Lay out the lines of the rows below as a JSON list of strings, one string per line with blank lines left out. Start at the line containing "Teacher note: please indicate the chrome" and run through the end of the rows, inclusive, leaving the pictures out.

» **THE DATA**:
════════════════════

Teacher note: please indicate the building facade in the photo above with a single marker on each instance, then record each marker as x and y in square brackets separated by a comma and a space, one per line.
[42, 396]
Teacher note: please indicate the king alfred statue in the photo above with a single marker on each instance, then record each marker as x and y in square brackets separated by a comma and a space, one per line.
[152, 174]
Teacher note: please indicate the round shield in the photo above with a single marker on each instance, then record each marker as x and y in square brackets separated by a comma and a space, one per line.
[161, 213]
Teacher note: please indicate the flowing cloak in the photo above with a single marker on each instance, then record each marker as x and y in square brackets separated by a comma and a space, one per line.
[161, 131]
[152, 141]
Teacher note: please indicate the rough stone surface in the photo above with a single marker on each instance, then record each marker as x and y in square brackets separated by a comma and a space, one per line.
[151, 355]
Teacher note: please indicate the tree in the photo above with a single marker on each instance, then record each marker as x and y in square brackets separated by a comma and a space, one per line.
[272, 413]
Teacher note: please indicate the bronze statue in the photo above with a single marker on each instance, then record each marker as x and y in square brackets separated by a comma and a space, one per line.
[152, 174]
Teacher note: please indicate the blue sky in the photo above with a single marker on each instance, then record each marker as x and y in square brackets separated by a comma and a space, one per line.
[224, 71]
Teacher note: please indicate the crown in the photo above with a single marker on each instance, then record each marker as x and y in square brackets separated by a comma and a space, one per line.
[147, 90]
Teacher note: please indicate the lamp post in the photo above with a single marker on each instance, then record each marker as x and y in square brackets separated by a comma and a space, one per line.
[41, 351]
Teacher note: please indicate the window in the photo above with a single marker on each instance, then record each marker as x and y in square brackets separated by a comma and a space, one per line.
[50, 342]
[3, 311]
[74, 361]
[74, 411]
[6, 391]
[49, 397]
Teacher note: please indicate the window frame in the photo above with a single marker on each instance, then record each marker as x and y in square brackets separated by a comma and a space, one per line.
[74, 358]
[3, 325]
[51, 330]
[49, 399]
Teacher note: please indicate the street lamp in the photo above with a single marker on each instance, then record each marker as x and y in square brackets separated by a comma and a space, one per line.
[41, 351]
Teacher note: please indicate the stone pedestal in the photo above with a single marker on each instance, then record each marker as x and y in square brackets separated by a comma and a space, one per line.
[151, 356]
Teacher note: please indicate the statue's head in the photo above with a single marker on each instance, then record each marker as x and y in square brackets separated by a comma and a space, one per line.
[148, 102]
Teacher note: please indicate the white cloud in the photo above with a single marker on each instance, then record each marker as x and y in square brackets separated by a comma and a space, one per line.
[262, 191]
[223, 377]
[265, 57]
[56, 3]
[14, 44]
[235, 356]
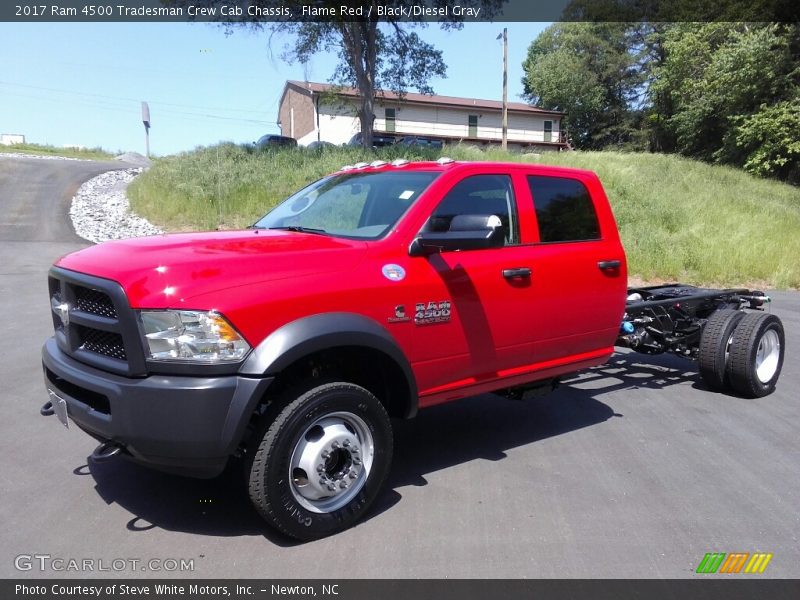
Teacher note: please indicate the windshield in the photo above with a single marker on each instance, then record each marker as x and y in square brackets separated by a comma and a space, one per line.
[358, 204]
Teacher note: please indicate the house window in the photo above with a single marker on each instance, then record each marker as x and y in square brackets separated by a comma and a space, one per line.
[548, 131]
[390, 119]
[472, 123]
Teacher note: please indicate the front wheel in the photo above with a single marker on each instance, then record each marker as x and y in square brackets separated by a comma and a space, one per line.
[322, 461]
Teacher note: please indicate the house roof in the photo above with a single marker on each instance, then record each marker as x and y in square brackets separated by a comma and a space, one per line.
[318, 88]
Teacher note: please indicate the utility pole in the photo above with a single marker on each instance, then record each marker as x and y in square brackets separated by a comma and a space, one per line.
[504, 143]
[146, 121]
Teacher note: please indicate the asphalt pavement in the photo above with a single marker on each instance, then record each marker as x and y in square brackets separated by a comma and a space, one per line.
[632, 470]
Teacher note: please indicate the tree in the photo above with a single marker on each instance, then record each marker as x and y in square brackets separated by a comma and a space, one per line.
[733, 94]
[593, 72]
[377, 51]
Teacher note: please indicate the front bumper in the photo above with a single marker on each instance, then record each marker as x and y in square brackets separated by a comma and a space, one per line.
[186, 425]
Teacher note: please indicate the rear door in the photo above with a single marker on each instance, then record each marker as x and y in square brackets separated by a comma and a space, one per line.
[579, 277]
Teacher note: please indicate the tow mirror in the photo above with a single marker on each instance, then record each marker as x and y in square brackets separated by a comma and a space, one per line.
[466, 232]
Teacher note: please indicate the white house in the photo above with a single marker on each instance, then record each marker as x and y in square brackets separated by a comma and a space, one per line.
[9, 139]
[317, 111]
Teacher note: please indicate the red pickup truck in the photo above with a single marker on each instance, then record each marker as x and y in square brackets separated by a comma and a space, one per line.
[373, 292]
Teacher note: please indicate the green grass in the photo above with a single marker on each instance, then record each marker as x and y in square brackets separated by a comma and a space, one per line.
[679, 219]
[39, 149]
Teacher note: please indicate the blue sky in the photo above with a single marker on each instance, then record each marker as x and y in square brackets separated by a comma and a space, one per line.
[83, 83]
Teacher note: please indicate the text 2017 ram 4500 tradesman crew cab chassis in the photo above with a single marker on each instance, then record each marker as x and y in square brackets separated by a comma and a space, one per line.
[371, 293]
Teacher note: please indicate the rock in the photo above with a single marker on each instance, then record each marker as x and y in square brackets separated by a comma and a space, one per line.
[100, 210]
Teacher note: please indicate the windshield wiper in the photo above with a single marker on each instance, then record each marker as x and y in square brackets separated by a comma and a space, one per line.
[299, 229]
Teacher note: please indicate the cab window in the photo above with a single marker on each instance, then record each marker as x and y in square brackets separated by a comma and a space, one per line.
[479, 195]
[564, 209]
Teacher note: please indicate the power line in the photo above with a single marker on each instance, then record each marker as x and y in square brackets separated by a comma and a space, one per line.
[104, 105]
[47, 89]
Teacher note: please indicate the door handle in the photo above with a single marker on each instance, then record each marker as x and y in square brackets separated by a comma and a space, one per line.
[517, 273]
[607, 265]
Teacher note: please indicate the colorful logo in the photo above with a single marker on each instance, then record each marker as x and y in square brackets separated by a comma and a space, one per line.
[394, 272]
[734, 562]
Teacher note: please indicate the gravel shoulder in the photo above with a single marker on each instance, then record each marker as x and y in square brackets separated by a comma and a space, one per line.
[100, 210]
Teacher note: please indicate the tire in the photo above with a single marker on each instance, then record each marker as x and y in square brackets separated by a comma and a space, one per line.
[756, 355]
[322, 461]
[713, 353]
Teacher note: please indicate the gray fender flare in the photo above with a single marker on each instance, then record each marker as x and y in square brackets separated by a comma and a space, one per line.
[319, 332]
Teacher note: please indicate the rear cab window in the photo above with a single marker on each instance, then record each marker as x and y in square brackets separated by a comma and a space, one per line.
[564, 209]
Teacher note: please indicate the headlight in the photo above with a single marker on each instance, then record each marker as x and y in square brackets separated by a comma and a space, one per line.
[184, 335]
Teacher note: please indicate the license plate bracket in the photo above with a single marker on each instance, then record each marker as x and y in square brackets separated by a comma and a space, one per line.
[59, 407]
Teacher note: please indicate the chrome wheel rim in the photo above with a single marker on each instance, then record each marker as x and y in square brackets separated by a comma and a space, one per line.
[767, 356]
[331, 462]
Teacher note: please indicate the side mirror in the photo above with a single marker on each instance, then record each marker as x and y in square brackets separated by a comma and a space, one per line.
[467, 232]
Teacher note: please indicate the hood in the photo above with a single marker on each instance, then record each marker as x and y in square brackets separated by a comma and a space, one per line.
[166, 270]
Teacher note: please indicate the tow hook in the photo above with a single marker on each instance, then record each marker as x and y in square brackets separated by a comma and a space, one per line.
[106, 451]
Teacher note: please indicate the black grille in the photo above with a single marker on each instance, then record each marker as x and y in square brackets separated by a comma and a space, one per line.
[94, 302]
[101, 342]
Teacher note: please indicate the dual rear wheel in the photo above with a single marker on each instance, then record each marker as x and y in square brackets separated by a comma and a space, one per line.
[742, 352]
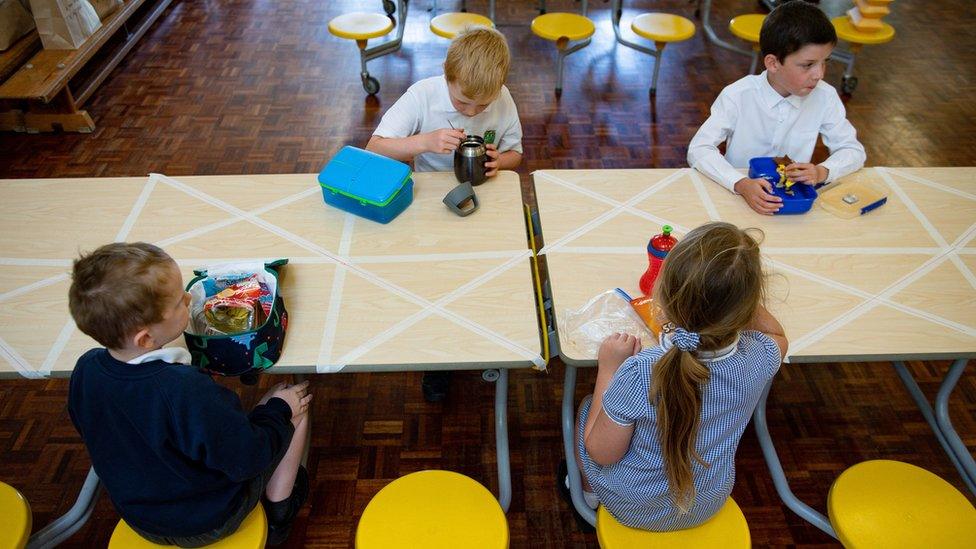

════════════════════

» **EXERCISE RESULT**:
[
  "Teacher note: please indicate the chrome wheel rim in the photo above with a single marker on each instance, then record each marker as x and y in square brackets separated by a comma and a space, one per line.",
  "[767, 356]",
  "[331, 462]",
  "Teacher note: please indicate the side mirror in the photo above with a single marker on each instance, then record each marker as x and y in square brackets separated by a comma and a space, one per line.",
  "[467, 232]",
  "Teacher note: please indicate the hood in the photo above with a single marker on each instance, then record each marker as x and y in square brackets separated by a comma and a space, one per line.",
  "[166, 270]",
  "Teacher note: please indicate the tow hook in the photo above with a single marker on each instance, then record each marker as x and y in square brackets separated by a comma and a space, one per line.",
  "[106, 451]",
  "Teacher note: please indicate the black grille in the photo above with a single marker on each instance, then record each marker as x and y in square brackets separated by a comma and a space, one per line.",
  "[94, 302]",
  "[101, 342]",
  "Teacher note: please indicate the dual rear wheel in the photo above with a single marker on each instance, then record each marker as x and y in square brackets separated by a comma and a space, one per line.",
  "[742, 352]"
]